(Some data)
-----

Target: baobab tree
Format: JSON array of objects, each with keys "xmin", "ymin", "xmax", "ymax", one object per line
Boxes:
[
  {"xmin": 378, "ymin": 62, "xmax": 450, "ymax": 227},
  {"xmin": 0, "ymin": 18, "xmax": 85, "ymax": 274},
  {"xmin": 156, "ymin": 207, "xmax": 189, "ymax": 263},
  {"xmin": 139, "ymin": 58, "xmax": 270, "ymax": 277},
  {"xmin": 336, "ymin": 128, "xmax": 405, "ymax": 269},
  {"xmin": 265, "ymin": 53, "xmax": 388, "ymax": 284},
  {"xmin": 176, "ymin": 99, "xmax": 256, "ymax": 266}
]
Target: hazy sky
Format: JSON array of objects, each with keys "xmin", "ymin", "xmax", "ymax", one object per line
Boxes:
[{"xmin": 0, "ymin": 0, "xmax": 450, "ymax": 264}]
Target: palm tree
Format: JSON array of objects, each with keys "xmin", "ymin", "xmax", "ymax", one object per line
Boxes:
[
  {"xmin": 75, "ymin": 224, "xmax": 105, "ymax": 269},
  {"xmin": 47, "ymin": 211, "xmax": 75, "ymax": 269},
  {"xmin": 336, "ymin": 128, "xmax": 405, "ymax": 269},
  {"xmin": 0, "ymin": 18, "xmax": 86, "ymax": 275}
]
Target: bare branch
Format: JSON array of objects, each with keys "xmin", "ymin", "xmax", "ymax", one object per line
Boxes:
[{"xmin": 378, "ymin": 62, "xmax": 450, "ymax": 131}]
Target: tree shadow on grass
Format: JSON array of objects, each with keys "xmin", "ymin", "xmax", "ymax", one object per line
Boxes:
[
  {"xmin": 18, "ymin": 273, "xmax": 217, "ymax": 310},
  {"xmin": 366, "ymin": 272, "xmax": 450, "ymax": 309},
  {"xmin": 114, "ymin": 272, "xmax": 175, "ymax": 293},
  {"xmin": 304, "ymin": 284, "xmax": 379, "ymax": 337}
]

-----

EXERCISE DETAILS.
Copy out every line of the data above word for word.

FINISHED TASK.
Target: baobab tree
Format: JSON array of objects, each with keys "xmin", "ymin", "xmax", "ymax", one object per line
Boxes:
[
  {"xmin": 378, "ymin": 62, "xmax": 450, "ymax": 227},
  {"xmin": 0, "ymin": 18, "xmax": 85, "ymax": 274},
  {"xmin": 156, "ymin": 207, "xmax": 189, "ymax": 263},
  {"xmin": 139, "ymin": 58, "xmax": 270, "ymax": 277},
  {"xmin": 336, "ymin": 128, "xmax": 405, "ymax": 269},
  {"xmin": 265, "ymin": 53, "xmax": 388, "ymax": 284},
  {"xmin": 176, "ymin": 99, "xmax": 256, "ymax": 266}
]
Target: hazy sky
Format: JSON array of objects, each with keys "xmin", "ymin", "xmax", "ymax", one object per line
Boxes:
[{"xmin": 0, "ymin": 0, "xmax": 450, "ymax": 264}]
Target: palm tree
Format: JSON array of objects, each with keys "xmin", "ymin", "xmax", "ymax", one object per line
Boxes:
[
  {"xmin": 75, "ymin": 224, "xmax": 105, "ymax": 269},
  {"xmin": 47, "ymin": 211, "xmax": 75, "ymax": 269},
  {"xmin": 336, "ymin": 128, "xmax": 405, "ymax": 269},
  {"xmin": 0, "ymin": 18, "xmax": 86, "ymax": 275}
]
Target: bare branch
Format: JSON array of objects, each with keys "xmin", "ymin", "xmax", "ymax", one object per line
Boxes:
[{"xmin": 378, "ymin": 62, "xmax": 450, "ymax": 131}]
Target: tree shadow on grass
Format: JSON array of objects, each with keys "xmin", "ymin", "xmax", "ymax", one object per line
Boxes:
[
  {"xmin": 18, "ymin": 273, "xmax": 217, "ymax": 310},
  {"xmin": 366, "ymin": 272, "xmax": 450, "ymax": 309},
  {"xmin": 114, "ymin": 272, "xmax": 175, "ymax": 293},
  {"xmin": 304, "ymin": 284, "xmax": 379, "ymax": 337}
]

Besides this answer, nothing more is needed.